[BEGIN Supplied records]

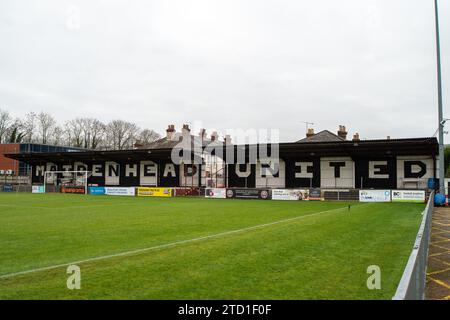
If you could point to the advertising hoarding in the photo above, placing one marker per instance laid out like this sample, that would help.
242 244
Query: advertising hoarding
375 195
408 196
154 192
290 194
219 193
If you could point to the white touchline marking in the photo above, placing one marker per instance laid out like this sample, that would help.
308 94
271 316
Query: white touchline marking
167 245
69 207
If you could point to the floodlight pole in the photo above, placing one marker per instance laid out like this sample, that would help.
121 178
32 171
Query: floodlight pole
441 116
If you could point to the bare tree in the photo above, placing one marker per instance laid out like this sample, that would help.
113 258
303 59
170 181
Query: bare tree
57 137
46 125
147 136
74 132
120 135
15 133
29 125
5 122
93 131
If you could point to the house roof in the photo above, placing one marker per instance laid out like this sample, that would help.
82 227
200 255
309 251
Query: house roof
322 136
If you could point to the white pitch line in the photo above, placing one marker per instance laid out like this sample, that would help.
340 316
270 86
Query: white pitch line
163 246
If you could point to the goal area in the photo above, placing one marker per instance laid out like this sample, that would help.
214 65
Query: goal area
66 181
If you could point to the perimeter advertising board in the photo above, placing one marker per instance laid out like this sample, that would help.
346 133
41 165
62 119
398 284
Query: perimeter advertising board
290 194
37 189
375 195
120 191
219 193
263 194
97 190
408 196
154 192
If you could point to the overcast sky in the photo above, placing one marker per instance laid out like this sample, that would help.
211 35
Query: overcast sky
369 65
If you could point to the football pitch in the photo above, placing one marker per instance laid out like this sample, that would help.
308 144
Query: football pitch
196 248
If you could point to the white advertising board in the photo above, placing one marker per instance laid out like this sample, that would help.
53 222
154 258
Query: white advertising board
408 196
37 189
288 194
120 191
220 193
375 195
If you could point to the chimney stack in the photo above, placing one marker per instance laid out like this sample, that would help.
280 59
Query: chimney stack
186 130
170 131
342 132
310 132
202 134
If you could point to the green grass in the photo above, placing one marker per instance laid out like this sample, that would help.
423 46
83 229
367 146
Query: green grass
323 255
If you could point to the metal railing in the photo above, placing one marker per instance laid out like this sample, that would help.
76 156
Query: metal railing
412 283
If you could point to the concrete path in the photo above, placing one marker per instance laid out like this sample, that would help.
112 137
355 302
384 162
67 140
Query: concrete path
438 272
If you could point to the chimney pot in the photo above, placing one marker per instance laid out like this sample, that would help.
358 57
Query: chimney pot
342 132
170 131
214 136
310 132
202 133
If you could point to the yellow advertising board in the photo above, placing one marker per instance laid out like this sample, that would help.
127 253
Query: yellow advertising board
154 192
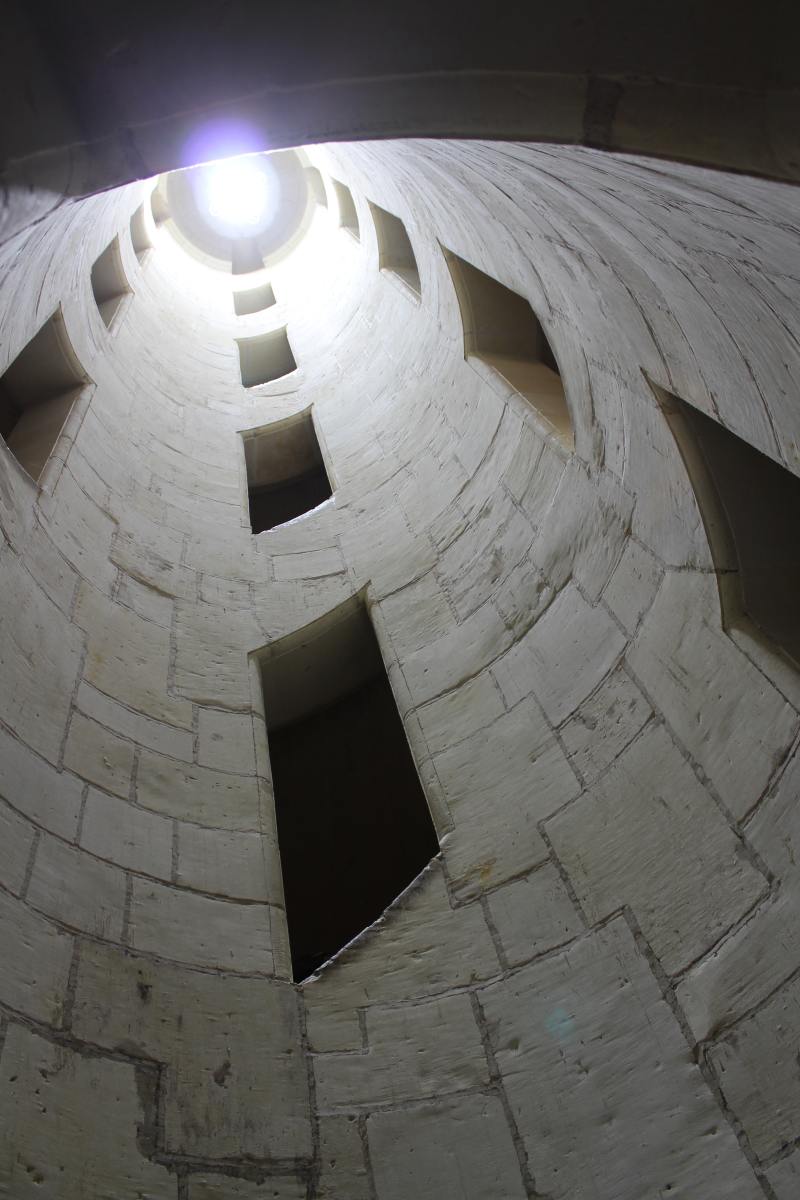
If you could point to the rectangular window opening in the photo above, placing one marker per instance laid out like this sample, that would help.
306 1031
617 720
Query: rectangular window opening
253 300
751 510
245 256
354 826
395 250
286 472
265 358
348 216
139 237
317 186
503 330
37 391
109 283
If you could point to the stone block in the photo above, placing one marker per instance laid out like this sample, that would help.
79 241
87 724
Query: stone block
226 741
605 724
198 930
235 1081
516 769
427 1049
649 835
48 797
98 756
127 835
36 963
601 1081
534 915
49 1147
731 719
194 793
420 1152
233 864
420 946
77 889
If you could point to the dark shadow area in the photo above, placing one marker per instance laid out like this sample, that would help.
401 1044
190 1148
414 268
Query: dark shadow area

[END Supplied records]

**Request:** Print every entry above again without changing a word, and omit the pictures.

**Exercise output:**
If you could point to the advertising hoarding in the photo above, placing one marker per instance laid out like this sample, that would help.
242 244
Query: advertising hoarding
375 195
408 196
154 192
290 194
219 193
If you could point to the white touchline marking in the photo above, placing one marker per instance laid out like this sample, that would help.
308 94
271 316
Query: white touchline marking
167 245
69 207
If you could point to the floodlight pole in the photo above, placing one marker per instance laid out like this sample, that would help.
121 178
32 171
Query: floodlight pole
441 116
If you could point to the bare tree in the photo above, placing one marker per instance laid out like this sample, that would help.
113 258
303 59
170 181
Query: bare tree
57 137
46 125
147 136
74 132
120 135
15 133
29 125
5 122
93 131
If you could point to the house roof in the photo above, placing one marker per instance laid out like this sample, that would help.
82 227
200 255
309 251
Query: house roof
322 136
If you could point to the white pitch line in the photo above, placing one marker per instance laid out like this sample, that would help.
340 316
270 86
Query: white pitch line
163 246
If you could point to the goal area in the photo above, placing one marker per instance laid out like this sample, that would help.
214 65
Query: goal area
66 181
If you could point to the perimeter advertising board in the photo above, placing one marker per instance laid out like this sample, that would help.
346 133
41 165
62 119
398 284
Query: perimeter advertising board
290 194
37 189
375 195
120 191
219 193
263 194
97 190
408 196
154 192
If you could point to the overcast sky in the photo above, placing one marker per instance laid out like this sample, that would help.
211 35
Query: overcast sky
369 65
If you could point to the football pitch in the photo above, placing one marker per instance laid out like this sample, that would help.
308 144
Query: football pitch
196 248
If you could point to the white advertising board in the photo above, placing one marker per instance laid out like this sample, that would help.
53 222
154 258
Query: white advertising board
408 196
37 189
288 194
120 191
220 193
375 195
If you could point to the chimney stack in the photo above, placing one marker per instance laid out like this sample, that would help.
280 59
Query: chimney stack
186 130
170 131
342 132
310 132
202 134
If you could point to the green grass in the photo above, placing one marker per instance laid out like this sample, that would help.
423 46
83 229
367 146
Query: green grass
323 255
If you could point to the metal railing in the photo above, placing one marker per instance laid out like this sample, that would help.
76 156
Query: metal railing
412 283
If you could point to the concrete path in the photo above, placing one marker per instance laid out like this sample, that would help.
112 137
355 302
384 162
67 140
Query: concrete path
438 272
If you could point to the chimney pot in the photo above, placing one marker per instance laid out like this sample, that would help.
358 57
Query: chimney pot
342 132
170 131
214 136
310 132
202 133
If you could point to the yellow advertising board in the photo above, placing one marker per instance laid out like this sample, that would help.
127 253
Query: yellow advertising board
154 192
If you could point to the rectangular window opening in the photo above, placing one marker per instance laid out like this sample, that would help.
306 1031
617 720
Query: rectangular window opening
253 300
751 510
245 256
354 826
395 250
286 472
265 358
348 216
139 237
317 186
503 330
37 391
109 283
If you could point to the stone block in the photo above, placing one marker per instance laid out like this sample, that would help.
79 241
87 724
Query: stone block
226 741
605 724
198 930
235 1081
516 769
427 1049
649 835
48 797
98 756
127 835
36 963
601 1081
534 915
49 1147
731 719
194 793
420 1152
233 864
420 946
77 889
If you could point to the dark shadow area in the photo above, placing one marker per instance laid out like this sample, that would help.
401 1044
190 1148
414 268
Query: dark shadow area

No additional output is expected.